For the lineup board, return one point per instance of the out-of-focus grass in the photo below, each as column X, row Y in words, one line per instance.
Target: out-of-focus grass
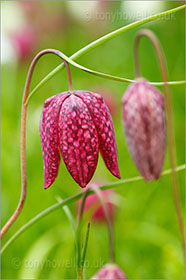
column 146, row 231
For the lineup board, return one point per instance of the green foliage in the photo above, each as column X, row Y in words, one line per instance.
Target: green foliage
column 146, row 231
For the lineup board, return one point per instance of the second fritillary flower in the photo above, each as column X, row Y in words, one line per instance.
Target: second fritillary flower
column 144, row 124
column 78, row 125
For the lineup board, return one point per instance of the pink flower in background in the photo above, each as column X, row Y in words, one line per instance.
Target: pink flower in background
──────
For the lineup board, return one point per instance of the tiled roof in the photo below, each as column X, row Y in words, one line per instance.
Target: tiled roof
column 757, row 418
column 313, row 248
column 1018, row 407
──────
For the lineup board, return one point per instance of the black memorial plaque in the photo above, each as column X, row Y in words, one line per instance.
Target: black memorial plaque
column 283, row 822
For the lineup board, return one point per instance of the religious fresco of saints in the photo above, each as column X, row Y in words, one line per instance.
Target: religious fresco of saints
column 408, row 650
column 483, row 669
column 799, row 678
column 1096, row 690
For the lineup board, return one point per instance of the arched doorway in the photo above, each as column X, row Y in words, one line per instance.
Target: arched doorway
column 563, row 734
──────
Required work -> Count the lines of the data above that contain the word "second", and reply with that number alone.

Completed exercise -> 2